◆ Excerpted text

Star Constellation Facts: Sculptor

Star Constellation Facts: Sculptor

Sculptor is a faint southern sky constellation that was created by French astronomer Nicolas Louis de Lacaille from his observatory in South Africa during the 18th century. Its brightest star, Alpha Sculptoris, is a blue-white giant situated 780 light years with an apparent magnitude of just 4.30, but the constellation does contain a number of interesting deep-sky objects, such as the Sculptor Group of Galaxies, and the Cartwheel Galaxy.

Sculptor contains the South Galactic Pole, which lies at -90° to the galactic plane, which is where the majority of the stars in our Milky Way galaxy are concentrated. Conversely, the North Galactic Pole is located at + 90°in the constellation of Coma Berenices, with both poles pointing in the direction of deep intergalactic space.

(Excerpt from a data file)
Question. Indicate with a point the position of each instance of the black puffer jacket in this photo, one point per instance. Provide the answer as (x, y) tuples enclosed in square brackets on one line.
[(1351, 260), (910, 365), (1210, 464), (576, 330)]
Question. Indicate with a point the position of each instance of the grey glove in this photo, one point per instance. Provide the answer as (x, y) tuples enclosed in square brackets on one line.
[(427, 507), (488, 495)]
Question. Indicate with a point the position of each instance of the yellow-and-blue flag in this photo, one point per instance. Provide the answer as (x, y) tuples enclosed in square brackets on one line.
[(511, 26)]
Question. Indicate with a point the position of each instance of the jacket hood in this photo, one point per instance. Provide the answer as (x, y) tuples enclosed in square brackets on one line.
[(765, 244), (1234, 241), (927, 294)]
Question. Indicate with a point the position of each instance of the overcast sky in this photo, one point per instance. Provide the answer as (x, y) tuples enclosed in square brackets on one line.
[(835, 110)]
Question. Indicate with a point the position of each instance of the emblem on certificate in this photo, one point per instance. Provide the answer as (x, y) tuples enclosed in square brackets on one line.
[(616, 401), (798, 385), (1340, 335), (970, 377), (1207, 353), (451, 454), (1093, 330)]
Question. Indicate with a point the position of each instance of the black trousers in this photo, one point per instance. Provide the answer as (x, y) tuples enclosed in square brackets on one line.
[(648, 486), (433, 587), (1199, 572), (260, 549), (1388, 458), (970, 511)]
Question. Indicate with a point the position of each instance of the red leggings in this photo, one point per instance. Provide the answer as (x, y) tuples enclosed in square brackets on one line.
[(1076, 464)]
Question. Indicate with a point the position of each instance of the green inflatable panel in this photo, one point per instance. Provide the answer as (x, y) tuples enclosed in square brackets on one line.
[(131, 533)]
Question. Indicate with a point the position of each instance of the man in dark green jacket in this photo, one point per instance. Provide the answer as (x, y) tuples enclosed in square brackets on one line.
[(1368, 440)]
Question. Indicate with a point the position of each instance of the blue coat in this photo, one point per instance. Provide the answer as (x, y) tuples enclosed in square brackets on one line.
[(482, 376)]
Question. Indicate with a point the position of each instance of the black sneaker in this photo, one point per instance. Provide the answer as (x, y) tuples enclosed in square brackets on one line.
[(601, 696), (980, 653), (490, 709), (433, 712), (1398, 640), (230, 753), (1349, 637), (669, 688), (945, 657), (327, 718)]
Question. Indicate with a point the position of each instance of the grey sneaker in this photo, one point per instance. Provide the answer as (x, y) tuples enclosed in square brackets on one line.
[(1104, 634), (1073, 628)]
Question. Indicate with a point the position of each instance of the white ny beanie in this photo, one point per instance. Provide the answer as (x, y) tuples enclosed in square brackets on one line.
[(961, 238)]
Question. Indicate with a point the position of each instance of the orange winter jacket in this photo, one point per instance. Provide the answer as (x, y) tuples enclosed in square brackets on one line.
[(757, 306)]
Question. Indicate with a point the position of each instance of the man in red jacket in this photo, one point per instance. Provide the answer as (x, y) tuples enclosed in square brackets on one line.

◆ Task
Condense the paragraph of the Sculptor text beginning "Sculptor contains the South Galactic Pole" into a brief bulleted list that preserves its main facts. Rely solely on the text about the Sculptor constellation.

◆ Solution
- Sculptor contains the South Galactic Pole, which lies at -90° to the galactic plane.
- Most of the stars in the Milky Way are concentrated in the galactic plane.
- The North Galactic Pole lies at +90° in the constellation Coma Berenices.
- Both poles point toward deep intergalactic space.